Pick every line out of the entries below that has the string "target", and copy it.

----- Supplied data

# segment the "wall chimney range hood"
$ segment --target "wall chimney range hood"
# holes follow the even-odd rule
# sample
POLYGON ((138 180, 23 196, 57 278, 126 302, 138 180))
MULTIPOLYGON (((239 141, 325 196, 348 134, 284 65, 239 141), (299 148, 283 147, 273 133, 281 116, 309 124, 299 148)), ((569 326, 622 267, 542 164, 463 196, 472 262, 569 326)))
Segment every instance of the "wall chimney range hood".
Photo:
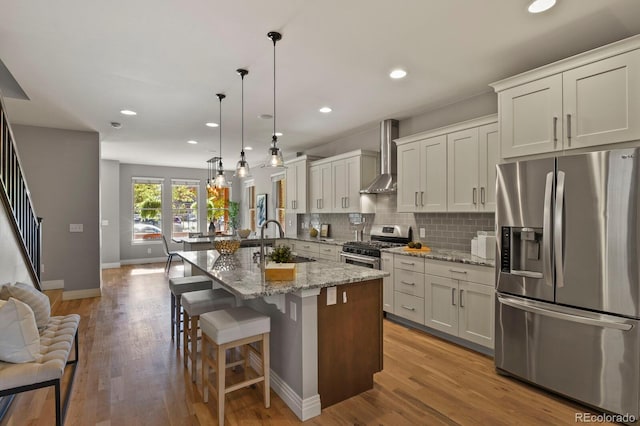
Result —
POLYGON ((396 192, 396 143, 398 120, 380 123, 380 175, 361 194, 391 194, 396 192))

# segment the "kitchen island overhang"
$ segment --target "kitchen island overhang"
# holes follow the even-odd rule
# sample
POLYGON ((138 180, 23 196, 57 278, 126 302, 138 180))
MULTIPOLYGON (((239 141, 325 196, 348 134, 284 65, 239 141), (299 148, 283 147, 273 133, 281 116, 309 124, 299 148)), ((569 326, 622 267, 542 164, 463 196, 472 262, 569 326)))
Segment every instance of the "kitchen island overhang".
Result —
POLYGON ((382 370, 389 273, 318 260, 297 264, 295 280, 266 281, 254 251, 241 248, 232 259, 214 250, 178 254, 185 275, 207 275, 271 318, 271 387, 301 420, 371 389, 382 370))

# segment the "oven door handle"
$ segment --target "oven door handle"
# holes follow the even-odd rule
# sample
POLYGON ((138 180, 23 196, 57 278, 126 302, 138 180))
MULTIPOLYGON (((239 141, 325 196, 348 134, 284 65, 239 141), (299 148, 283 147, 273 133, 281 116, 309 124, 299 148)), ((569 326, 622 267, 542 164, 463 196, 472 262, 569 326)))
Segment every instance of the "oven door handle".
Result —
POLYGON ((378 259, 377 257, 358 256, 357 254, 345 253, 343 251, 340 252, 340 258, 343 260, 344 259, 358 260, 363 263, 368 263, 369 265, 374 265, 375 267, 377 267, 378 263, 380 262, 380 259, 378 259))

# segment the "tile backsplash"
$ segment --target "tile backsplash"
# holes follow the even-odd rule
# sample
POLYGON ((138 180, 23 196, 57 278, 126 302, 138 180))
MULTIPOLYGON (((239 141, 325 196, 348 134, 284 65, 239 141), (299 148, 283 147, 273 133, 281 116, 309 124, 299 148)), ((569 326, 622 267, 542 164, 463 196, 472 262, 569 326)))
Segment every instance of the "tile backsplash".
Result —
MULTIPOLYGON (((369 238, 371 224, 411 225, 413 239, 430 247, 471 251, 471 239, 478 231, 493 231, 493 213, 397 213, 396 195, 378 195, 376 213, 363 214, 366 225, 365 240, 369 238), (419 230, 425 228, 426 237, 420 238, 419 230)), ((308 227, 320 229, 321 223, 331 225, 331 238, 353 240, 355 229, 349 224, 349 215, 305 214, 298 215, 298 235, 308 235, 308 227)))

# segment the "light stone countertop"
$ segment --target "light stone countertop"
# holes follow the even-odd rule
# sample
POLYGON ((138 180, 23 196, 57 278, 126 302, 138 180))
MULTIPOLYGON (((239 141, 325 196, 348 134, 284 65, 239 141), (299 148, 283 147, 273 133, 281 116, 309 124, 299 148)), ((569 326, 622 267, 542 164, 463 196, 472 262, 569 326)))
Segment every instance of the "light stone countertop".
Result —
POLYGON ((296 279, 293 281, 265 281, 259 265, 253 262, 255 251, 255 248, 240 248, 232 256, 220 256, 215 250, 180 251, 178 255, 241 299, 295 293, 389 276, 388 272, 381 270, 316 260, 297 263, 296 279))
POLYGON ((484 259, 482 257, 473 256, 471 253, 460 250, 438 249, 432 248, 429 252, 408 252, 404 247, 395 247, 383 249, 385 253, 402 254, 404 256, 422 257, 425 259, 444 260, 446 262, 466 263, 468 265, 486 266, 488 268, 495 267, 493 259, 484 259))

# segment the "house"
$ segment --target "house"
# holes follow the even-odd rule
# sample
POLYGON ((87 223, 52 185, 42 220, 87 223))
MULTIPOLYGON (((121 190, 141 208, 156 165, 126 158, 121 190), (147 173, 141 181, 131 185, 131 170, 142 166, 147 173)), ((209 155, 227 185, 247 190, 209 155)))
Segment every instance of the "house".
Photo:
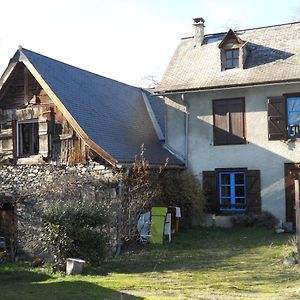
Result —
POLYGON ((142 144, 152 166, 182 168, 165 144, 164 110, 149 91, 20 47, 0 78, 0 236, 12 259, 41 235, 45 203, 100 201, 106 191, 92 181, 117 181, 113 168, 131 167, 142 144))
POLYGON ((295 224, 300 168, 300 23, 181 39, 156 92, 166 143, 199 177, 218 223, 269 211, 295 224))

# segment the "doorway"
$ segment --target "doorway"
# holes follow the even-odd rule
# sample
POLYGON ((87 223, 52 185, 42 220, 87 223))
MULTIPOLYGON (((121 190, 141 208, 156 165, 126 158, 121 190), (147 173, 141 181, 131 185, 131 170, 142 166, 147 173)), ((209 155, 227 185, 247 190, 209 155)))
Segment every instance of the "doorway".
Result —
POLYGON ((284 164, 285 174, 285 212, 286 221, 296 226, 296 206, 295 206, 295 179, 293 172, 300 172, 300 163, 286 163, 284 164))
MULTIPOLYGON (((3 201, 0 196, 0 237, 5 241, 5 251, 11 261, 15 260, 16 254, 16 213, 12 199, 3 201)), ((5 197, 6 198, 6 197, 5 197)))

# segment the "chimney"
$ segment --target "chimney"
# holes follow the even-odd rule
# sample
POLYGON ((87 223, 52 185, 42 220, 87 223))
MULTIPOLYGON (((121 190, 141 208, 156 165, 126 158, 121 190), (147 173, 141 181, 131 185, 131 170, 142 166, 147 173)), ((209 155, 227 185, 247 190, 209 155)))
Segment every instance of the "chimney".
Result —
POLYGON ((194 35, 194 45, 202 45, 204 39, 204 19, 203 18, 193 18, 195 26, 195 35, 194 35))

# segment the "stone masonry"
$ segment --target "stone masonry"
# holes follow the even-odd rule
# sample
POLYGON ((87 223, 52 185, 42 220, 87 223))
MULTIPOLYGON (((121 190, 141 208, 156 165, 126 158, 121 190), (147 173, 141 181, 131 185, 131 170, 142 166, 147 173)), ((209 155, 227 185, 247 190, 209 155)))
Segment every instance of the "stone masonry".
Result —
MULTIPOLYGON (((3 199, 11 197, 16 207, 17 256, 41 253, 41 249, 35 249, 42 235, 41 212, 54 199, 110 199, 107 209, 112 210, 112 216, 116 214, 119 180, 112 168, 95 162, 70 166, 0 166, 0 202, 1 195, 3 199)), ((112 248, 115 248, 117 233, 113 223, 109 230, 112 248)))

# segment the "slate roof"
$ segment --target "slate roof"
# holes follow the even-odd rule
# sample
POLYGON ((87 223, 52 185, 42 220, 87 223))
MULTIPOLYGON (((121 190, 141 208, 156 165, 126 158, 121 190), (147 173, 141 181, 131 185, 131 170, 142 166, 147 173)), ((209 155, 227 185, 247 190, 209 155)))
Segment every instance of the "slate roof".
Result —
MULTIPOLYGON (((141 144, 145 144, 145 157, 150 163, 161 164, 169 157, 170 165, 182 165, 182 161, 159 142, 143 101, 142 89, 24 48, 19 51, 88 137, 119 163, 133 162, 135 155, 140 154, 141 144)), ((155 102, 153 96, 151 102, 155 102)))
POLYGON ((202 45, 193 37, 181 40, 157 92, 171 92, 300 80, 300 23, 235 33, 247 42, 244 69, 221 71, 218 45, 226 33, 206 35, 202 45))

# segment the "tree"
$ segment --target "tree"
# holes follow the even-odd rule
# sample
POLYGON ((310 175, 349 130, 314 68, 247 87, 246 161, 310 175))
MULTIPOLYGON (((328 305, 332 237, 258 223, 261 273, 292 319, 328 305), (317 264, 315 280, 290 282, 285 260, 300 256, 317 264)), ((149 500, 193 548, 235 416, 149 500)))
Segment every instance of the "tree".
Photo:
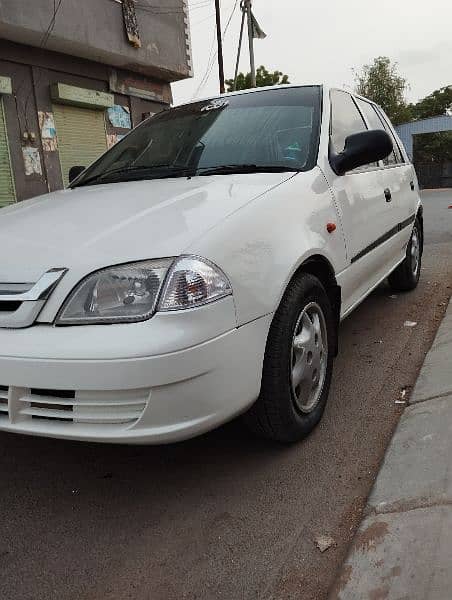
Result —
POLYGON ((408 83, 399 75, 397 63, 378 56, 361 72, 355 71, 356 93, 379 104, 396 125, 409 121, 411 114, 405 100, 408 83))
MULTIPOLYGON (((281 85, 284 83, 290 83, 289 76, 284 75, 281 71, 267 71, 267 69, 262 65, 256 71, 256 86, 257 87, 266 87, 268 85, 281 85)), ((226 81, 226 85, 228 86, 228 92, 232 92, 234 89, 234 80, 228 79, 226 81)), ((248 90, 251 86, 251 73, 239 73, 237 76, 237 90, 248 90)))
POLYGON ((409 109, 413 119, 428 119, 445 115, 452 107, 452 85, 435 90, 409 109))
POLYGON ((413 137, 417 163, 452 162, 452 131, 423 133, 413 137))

----------

> Your response:
$ segment --target "wall chimney range hood"
$ segment --target "kitchen island overhang"
$ segment --target "oven door handle"
$ segment --target "tile backsplash"
$ segment --target "light stone countertop"
$ segment --target "house"
$ segment --target "doorway"
$ segment --target "chimney"
$ segment --target "stone masonry"
$ segment --target "slate roof"
$ segment --target "tree"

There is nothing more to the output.